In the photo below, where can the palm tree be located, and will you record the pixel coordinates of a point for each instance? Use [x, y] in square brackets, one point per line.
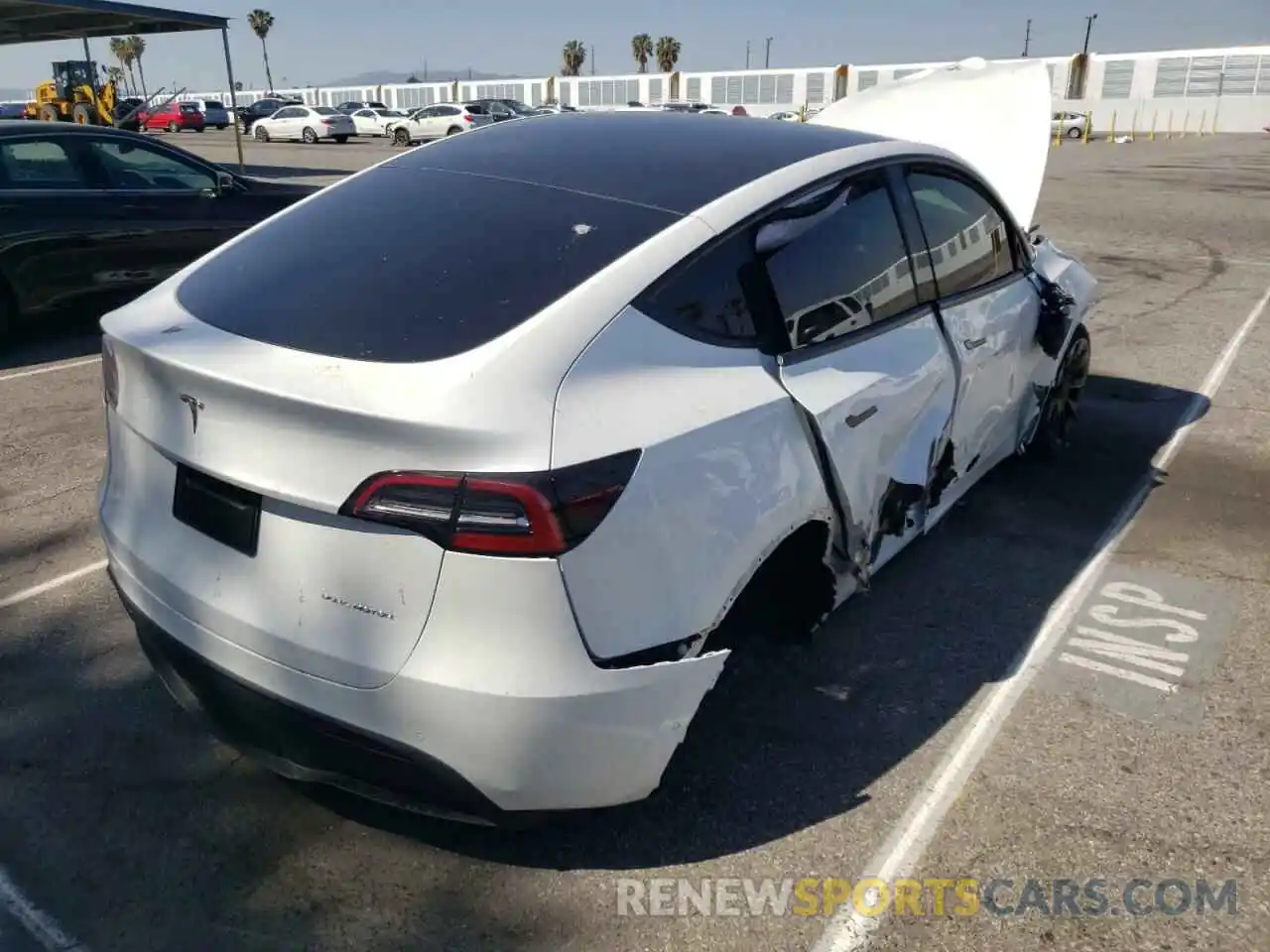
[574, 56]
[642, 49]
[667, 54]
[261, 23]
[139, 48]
···
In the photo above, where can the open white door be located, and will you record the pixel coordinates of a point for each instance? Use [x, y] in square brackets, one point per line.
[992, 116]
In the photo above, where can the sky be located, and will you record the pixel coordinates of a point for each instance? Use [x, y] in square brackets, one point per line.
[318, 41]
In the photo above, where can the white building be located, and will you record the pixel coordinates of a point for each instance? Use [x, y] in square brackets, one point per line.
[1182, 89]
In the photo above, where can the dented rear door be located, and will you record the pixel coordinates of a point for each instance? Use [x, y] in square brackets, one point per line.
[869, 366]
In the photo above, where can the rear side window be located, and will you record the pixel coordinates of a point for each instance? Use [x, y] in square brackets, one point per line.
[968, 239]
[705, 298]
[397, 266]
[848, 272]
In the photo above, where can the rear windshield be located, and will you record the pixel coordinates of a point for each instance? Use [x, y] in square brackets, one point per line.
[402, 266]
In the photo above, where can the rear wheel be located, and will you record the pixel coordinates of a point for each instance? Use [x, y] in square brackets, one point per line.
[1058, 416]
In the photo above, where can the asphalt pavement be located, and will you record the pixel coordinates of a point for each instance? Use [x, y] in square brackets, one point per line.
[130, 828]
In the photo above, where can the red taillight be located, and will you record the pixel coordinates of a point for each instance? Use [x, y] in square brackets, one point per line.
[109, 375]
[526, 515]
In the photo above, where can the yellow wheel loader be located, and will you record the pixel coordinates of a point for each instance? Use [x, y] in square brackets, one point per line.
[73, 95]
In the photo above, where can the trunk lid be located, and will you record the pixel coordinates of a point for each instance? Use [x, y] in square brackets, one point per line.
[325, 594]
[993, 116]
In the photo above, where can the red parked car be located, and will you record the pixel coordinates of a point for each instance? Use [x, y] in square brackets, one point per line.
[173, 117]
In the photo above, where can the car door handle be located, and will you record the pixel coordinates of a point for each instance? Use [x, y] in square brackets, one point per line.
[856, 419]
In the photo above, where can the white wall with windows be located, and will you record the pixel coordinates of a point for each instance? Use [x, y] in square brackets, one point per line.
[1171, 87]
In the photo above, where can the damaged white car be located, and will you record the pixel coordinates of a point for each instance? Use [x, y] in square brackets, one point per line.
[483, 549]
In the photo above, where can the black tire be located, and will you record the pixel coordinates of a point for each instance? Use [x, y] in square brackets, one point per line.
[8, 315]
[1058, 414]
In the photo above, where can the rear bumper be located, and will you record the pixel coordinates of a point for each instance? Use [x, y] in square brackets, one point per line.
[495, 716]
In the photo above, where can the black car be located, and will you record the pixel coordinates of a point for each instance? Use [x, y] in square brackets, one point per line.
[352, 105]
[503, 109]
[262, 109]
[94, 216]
···
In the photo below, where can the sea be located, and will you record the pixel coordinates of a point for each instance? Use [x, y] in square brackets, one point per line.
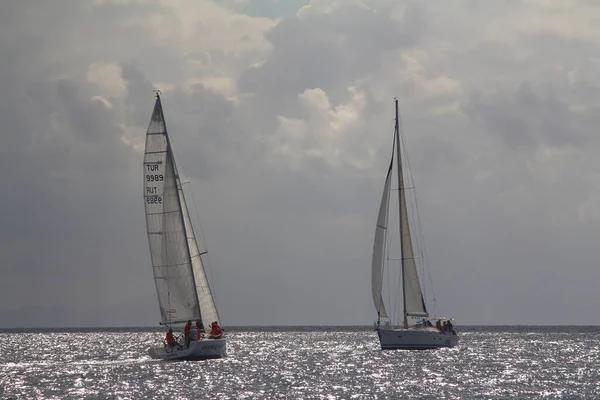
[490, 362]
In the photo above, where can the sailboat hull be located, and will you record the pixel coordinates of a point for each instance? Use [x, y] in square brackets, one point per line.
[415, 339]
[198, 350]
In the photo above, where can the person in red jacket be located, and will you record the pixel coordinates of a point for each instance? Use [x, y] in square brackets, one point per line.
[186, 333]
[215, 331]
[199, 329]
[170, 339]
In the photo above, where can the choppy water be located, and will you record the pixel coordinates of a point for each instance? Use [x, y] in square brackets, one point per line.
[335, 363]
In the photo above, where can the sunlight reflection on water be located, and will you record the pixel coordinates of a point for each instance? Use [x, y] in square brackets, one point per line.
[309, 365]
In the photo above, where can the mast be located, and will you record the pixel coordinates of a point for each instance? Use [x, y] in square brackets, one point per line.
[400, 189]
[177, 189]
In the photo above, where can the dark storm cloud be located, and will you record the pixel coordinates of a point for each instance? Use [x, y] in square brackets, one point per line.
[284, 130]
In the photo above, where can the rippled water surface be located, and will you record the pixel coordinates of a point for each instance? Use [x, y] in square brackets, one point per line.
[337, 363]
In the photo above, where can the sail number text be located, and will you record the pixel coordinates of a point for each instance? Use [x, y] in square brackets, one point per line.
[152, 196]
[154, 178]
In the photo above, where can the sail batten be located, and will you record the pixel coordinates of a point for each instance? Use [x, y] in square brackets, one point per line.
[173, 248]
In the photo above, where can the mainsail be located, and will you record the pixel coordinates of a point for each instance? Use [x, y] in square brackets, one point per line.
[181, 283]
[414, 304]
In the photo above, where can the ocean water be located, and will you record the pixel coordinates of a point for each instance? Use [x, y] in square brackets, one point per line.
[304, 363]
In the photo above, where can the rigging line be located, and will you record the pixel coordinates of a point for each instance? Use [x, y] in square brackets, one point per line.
···
● Directions for this task
Pick out and copy every line of the listing above that contains the string "white". Case counts.

● Final result
In the photo above, where can the open white door be located, and will you record the pixel coordinates of a point for each instance? Use [x, y] in square brackets, one point per line.
In the photo above, where can the white building be located, and will you record the pixel coordinates of a point for each instance? Use [x, y] in square brackets, one point per line.
In the photo above, where can the white wall with windows be located, and will you record the pixel coordinates of a point for each instance? Use [x, y] in square brackets, one point per line.
In the photo above, where can the damaged white car be located, and will you record the pixel coordinates of a point for each instance? Use [x, y] in square brackets, one point per line.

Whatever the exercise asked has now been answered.